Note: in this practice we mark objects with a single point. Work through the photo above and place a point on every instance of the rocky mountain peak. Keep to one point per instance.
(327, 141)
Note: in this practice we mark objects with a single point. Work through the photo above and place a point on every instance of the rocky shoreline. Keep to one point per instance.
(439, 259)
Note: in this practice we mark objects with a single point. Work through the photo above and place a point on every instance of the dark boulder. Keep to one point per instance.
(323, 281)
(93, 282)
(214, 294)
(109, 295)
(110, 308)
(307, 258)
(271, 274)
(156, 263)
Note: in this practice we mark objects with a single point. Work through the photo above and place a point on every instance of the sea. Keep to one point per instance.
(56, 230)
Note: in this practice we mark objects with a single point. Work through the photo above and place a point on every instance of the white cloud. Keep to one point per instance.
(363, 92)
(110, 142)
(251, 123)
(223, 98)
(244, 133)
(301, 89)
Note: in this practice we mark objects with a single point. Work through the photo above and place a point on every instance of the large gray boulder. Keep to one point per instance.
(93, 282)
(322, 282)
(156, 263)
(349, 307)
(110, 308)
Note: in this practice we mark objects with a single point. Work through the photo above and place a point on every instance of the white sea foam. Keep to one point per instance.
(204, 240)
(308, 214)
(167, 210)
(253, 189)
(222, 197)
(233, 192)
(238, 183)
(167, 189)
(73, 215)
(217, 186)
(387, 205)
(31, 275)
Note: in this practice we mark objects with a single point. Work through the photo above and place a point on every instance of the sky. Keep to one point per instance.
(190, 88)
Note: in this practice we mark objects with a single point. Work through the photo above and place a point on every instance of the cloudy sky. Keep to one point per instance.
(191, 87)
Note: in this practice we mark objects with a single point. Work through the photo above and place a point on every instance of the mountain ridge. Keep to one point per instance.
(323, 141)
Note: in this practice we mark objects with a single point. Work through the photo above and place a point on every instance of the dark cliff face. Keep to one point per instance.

▸ STATED GOAL
Make an exact copy of every line from the one with "foam. Keep to one point per instance." to the end of the data, with the first and last of those lines included.

▸ EXERCISE SOLUTION
Note: in this practice we mark objects with a single point. Work through the photo above and place a point on every instance of the white sea foam. Keep to one point per instance.
(204, 240)
(308, 214)
(167, 210)
(253, 189)
(222, 197)
(233, 192)
(238, 183)
(167, 189)
(73, 215)
(217, 186)
(387, 205)
(31, 275)
Note: in this practice we mark objects with a single point. Work through the photo above and place a point on every instance of the sky. Keep to one point per instance.
(190, 88)
Note: in this practice we mark objects with a single point. Work through the photo above and place a point on every instance of the cloudy sky. Keep to one point per instance.
(191, 87)
Note: in this practice we mark objects with a single point. Work through the photo above and place a point on every instance of the mountain ridge. Keep to one point per instance.
(323, 141)
Note: in this practice we mark objects with a single point. Work through the photo above and place a point on every instance of the dark cliff face. Keep to one point per instance.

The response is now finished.